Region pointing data
****************************************

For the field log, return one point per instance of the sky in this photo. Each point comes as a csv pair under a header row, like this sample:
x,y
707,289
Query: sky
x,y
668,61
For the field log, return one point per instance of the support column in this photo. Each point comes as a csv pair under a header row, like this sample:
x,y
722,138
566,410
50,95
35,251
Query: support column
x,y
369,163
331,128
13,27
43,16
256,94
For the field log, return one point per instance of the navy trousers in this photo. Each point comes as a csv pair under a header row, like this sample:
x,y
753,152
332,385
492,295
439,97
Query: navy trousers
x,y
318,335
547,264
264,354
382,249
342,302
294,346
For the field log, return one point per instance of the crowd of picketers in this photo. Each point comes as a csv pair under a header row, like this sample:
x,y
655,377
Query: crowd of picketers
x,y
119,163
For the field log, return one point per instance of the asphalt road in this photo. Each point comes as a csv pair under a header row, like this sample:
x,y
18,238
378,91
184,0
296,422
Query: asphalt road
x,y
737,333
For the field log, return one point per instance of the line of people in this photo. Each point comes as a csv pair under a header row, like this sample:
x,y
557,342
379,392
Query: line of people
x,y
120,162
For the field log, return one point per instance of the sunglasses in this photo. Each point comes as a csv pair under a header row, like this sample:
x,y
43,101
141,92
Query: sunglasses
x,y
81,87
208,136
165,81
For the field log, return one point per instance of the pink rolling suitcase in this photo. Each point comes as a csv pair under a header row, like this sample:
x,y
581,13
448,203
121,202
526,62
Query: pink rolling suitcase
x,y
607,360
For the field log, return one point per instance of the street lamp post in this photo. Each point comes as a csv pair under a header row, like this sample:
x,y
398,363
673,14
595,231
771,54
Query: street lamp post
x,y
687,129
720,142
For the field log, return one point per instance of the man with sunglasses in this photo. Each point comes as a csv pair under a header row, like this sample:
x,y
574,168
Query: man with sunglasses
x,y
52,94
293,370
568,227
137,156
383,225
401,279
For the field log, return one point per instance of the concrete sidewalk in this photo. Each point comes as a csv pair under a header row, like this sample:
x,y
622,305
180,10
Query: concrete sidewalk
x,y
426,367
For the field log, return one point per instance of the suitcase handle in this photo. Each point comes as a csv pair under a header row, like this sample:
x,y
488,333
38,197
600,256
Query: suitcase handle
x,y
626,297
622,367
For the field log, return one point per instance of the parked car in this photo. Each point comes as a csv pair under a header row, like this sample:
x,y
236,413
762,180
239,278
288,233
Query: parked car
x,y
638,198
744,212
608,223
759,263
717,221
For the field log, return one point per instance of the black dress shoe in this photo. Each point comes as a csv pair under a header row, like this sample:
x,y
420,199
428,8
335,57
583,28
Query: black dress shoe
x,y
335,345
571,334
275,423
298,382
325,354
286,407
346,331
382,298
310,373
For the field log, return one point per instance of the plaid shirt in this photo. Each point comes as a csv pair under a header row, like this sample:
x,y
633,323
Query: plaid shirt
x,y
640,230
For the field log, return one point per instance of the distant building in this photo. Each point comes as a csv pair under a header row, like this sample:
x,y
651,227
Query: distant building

****************************************

* **TASK TO COMPLETE**
Copy every record above out again, word for word.

* **PROBLEM SOLUTION**
For the field log, return one point per instance of the sky in this photo. Each point comes as a csv pair under a header row, like this sample:
x,y
707,289
Query: sky
x,y
668,61
For the field log, return one point per instance of the support column in this photo. Each point comes as a csv pair under a header row, like this sample:
x,y
722,138
566,410
50,95
35,251
Query: support column
x,y
369,163
331,128
13,27
43,16
256,94
For the field log, return one point per instance of the navy trousers in this photo. Each point comes as a csv pair under a header row, like this sample:
x,y
753,152
332,385
492,295
439,97
Query: navy trousers
x,y
318,335
547,264
264,354
382,249
342,302
294,346
For the field log, return one point per instance of the crowd of picketers in this photo. Each point comes as a csv pair under a header row, like this sample:
x,y
655,377
Query: crowd of picketers
x,y
119,163
For the field log, return one point per instance of the asphalt road in this photo. Each point comes as a csv pair under a header row, like this sample:
x,y
18,238
378,91
184,0
296,422
Query: asphalt road
x,y
737,333
For the field log, return one point per instance of the line of people in this photo. Each point comes as a csv pair under a header row, like this sample:
x,y
557,342
379,392
Query: line of people
x,y
120,162
For the field log, return one point per instance of the sunglasses in this photo. Each point comes as a csv pair under a header row, like this sample:
x,y
43,101
141,92
Query: sunglasses
x,y
81,87
208,136
165,81
For the field log, return one point per instance of the pink rolling suitcase in this photo. Each point comes as a csv pair under a header row, like this sample:
x,y
581,13
448,203
121,202
526,62
Query: pink rolling suitcase
x,y
607,360
For the field log, return one point per instance of the street lamp post in this photo. Each point comes as a csv pair under a header row, like this sample:
x,y
398,363
673,14
595,231
771,54
Query: street lamp post
x,y
687,129
720,142
For the field log, return one point per instance of the man with sunglasses in this photo. Each point comes as a csv pair under a header row, like this sample:
x,y
574,168
Query: man with sunglasses
x,y
52,94
293,370
568,227
137,156
383,225
401,279
For the field log, return one point per instance of the concrete sidewalk in this photo. Each point comes as a csv pair under a header row, like this sample:
x,y
622,305
180,10
Query: concrete sidewalk
x,y
426,367
For the field log, return one point per instance of the suitcase handle in this photo. Each point comes as a csv pair under a header row, like this sample:
x,y
488,333
38,197
600,256
Query: suitcase handle
x,y
626,297
622,367
For the field log, return one point per instance of the parked car in this photo. Each point comes as a csv pair under a header row, like this sample:
x,y
236,413
762,180
239,278
288,233
Query: parked car
x,y
638,198
744,212
608,223
759,263
717,221
For the field log, return one point per instance of the black dress shoe in this photo. Each point comes as a csv pair under a header row, like this sample:
x,y
420,199
428,8
335,57
583,28
Query: black dress shoe
x,y
335,345
571,334
275,423
298,382
325,354
286,407
346,331
382,298
310,373
For the field log, return one point per instance of the plaid shirt in this photo. Each point comes as a csv pair under a header row, like this sample:
x,y
633,323
Query: plaid shirt
x,y
640,230
For the field log, return one point per instance of the distant building in this photo. Each point comes as a csv pair under a header row, like this sample:
x,y
651,227
Query: distant building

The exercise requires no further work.